--- Saved data entries ---
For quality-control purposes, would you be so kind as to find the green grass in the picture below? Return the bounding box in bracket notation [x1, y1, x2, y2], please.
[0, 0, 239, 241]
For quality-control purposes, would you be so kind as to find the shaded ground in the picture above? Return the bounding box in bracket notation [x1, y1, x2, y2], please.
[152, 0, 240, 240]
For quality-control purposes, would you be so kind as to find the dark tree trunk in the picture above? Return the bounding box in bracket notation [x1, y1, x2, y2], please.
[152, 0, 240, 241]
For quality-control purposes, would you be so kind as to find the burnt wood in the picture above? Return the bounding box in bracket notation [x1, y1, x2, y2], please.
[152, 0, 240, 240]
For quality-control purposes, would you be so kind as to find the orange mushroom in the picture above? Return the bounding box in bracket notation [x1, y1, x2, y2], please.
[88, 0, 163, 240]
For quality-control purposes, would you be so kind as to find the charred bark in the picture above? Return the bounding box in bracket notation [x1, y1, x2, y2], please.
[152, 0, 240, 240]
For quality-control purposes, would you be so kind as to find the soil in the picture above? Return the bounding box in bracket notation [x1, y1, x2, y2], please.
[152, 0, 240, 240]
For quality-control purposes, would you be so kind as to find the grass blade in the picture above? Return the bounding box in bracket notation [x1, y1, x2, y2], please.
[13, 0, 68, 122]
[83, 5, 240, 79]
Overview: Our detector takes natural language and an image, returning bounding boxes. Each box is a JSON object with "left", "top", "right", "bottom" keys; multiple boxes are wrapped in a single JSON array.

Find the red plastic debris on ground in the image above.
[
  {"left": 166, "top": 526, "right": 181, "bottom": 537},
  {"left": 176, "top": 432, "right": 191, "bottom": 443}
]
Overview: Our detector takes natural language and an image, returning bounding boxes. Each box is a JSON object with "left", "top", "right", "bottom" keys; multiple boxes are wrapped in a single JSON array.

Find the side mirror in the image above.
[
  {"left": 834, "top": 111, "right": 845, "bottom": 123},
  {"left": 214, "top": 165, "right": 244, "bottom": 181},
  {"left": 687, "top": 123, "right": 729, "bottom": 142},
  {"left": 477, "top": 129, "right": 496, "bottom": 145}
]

--- BRIEF ---
All lines from the line holding "find the charred" through the end of the records above need to be transcribed exactly, and no other text should appear.

--- ANSWER TO THIS TASK ---
For quality-control purposes, would you be so kind as to find the charred bark in the picture above? Return the bounding box in bracket notation [x1, y1, x2, y2], please.
[152, 0, 240, 240]
For quality-control purposes, would you be so kind as to find the soil in the picture above? Return the bounding box in bracket notation [x1, y1, x2, y2], please.
[152, 0, 240, 240]
For quality-control purposes, would you be so kind as to find the grass blade in the picture above? Return the bounding box in bracket notation [x1, y1, x2, y2], please.
[13, 0, 68, 122]
[83, 5, 240, 79]
Overview: Our detector takes natural language and an image, returning bounding boxes. Each box is a JSON object with "left", "top", "right", "bottom" keys; multiple boxes are wrapped in a single JSON array.

Find the red plastic debris on ground in the image above.
[
  {"left": 166, "top": 526, "right": 181, "bottom": 537},
  {"left": 176, "top": 432, "right": 191, "bottom": 443}
]
Overview: Our detector takes natural language and an image, returning bounding boxes. Each box is a JSON object with "left", "top", "right", "bottom" keys; multiple boxes are wrapped in a single JSON array.

Find the side mirror in the image above.
[
  {"left": 834, "top": 111, "right": 845, "bottom": 123},
  {"left": 214, "top": 165, "right": 244, "bottom": 181},
  {"left": 687, "top": 123, "right": 729, "bottom": 142},
  {"left": 477, "top": 129, "right": 496, "bottom": 145}
]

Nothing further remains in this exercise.